DATA PROVIDED>
* START *

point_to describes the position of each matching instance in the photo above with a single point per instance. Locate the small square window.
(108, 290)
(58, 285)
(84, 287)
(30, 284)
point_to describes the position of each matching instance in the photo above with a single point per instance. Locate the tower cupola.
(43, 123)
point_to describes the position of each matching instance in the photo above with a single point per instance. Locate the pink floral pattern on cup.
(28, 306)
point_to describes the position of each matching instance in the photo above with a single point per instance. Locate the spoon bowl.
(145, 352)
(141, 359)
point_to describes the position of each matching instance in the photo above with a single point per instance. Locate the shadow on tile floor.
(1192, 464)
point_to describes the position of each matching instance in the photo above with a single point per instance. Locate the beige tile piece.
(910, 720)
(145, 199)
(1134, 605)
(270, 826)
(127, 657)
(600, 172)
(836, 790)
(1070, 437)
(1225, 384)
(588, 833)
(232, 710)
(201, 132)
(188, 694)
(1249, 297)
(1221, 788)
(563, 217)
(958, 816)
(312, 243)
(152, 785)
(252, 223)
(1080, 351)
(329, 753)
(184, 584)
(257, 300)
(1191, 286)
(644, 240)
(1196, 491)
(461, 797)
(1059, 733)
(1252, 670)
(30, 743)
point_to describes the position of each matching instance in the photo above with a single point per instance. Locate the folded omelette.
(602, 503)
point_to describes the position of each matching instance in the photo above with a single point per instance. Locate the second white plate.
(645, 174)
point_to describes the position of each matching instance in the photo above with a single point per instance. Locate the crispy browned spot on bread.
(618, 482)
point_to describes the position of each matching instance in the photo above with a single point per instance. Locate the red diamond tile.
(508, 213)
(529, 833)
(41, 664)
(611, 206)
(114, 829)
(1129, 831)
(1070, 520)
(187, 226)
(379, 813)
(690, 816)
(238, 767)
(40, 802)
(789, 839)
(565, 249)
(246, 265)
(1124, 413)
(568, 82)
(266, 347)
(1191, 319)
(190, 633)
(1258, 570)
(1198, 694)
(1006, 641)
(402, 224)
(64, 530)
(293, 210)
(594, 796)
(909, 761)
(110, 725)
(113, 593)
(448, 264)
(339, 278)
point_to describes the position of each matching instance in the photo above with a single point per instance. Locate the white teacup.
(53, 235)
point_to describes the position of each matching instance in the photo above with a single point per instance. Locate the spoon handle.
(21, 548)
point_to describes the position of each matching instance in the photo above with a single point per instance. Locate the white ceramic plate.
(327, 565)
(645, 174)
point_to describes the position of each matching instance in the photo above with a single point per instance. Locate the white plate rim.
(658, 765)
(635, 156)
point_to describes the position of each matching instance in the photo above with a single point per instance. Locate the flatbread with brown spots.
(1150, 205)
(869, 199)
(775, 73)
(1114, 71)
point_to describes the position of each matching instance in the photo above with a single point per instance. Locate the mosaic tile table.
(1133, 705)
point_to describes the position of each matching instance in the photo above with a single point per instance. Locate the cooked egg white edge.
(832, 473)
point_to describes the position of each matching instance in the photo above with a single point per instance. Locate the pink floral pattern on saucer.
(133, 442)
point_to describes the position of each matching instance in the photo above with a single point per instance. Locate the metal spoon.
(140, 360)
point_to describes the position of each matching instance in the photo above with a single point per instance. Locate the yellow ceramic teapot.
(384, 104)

* END *

TO DO>
Please copy every one of the entries above word for word, keeping their order and leaving nothing out.

ANSWER BELOW>
point_to describes the position of each matching instance in the photo above with a single point per instance. Locate the small square window.
(108, 290)
(58, 285)
(84, 287)
(30, 284)
point_to describes the position of each matching instance in the photo above with a single point per instance. Locate the tower cupola.
(43, 123)
point_to describes the position of each matching instance in the photo above with a single point per instance. Locate the pink floral pattern on cup.
(28, 306)
point_to describes the position of each matching instance in the photo above with a single point per instance. Locate the spoon bowl.
(145, 352)
(141, 359)
point_to describes the position of each matching instance in the photo above with a single point per instance. Locate the shadow on tile floor.
(1192, 464)
point_to describes the position of each matching instance in the photo above with a single point per instance. Locate the beige tile piece.
(910, 720)
(145, 199)
(1134, 605)
(270, 826)
(127, 657)
(600, 172)
(836, 790)
(1070, 437)
(1225, 384)
(588, 833)
(232, 710)
(201, 132)
(188, 694)
(1249, 297)
(1221, 788)
(563, 217)
(958, 816)
(312, 243)
(152, 785)
(252, 223)
(1080, 351)
(329, 753)
(184, 584)
(257, 300)
(1191, 286)
(644, 240)
(1196, 491)
(461, 797)
(1059, 733)
(1252, 670)
(30, 743)
point_to describes the position of each matching instance in the photo above with a single point per instance. Locate the folded omelette.
(602, 503)
point_to describes the position of each matching instance in the photo above with a single point per instance. Locate the second white plate.
(645, 174)
point_to describes the position of each matching instance in the photo above with a single point per instance. Locate the crispy browned spot on bread.
(618, 482)
point_to describes the position of each matching instance in the photo above with a single point per instance. Locate the red diamond tile.
(508, 213)
(529, 833)
(41, 664)
(611, 206)
(114, 829)
(1129, 831)
(1070, 520)
(187, 226)
(379, 813)
(690, 816)
(238, 767)
(40, 802)
(789, 839)
(565, 249)
(246, 265)
(1124, 413)
(568, 82)
(266, 347)
(1191, 319)
(190, 633)
(1258, 570)
(1198, 694)
(1006, 641)
(402, 224)
(64, 530)
(293, 210)
(594, 796)
(909, 761)
(110, 725)
(113, 593)
(448, 264)
(339, 278)
point_to describes the position of each matching instance in the photo above with a single point per instance. Locate the white teacup.
(53, 235)
point_to describes the position of each matching instance in the photo above with a single point per instance. Locate the spoon handle.
(21, 548)
point_to describes the position of each matching instance in the photo above with a single point per instance. Locate the white ceramic plate.
(327, 565)
(645, 174)
point_to describes the position of each matching instance in the photo above with a single point per instance. Locate the white plate rim.
(658, 765)
(635, 156)
point_to describes the position of each matching instance in the photo above with a single point per instance. Locate the flatbread with brown spots.
(1150, 205)
(869, 199)
(775, 73)
(1114, 71)
point_to describes the position of each matching instance in the photo above with a single point per instance. Locate the mosaic tile table.
(1133, 705)
point_to describes the position of each matching instance in the photo above with a single point per instance. Locate the cooked egg white edge.
(832, 473)
point_to describes the position of each matching instance in the photo above with a single point per instance. Locate the pink floral pattern on saucer.
(133, 442)
point_to describes the position of each matching instance in the photo above with a single point per instance. Locate the metal spoon.
(140, 360)
point_to describes the position of each matching instance in the photo above with a single point per instance. Locate the yellow ceramic teapot.
(384, 104)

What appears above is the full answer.